Action item: Word for word, restate the lines of the listing from the one that holds "sample for one instance: <point>574,66</point>, one" through the very last line, and nothing more.

Data for this task:
------

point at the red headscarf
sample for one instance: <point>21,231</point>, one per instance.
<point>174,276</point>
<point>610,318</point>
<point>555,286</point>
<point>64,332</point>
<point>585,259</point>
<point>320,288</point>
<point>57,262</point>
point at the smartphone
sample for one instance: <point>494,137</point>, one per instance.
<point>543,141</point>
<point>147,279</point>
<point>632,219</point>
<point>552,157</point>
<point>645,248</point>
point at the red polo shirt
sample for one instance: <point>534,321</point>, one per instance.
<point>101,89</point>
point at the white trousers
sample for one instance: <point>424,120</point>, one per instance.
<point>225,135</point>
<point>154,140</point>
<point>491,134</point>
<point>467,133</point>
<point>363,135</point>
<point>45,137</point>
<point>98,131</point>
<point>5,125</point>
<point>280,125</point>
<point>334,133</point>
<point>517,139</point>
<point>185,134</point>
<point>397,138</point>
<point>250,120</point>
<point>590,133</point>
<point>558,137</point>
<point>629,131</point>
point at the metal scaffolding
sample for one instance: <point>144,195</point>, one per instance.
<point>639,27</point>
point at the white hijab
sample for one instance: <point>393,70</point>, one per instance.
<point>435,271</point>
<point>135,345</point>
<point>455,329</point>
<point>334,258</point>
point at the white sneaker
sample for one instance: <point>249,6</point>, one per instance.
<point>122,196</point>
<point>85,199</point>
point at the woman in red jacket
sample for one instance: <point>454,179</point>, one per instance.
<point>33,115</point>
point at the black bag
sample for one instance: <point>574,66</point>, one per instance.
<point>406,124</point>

------

Answer below:
sample for one instance: <point>574,66</point>, one per instance.
<point>406,124</point>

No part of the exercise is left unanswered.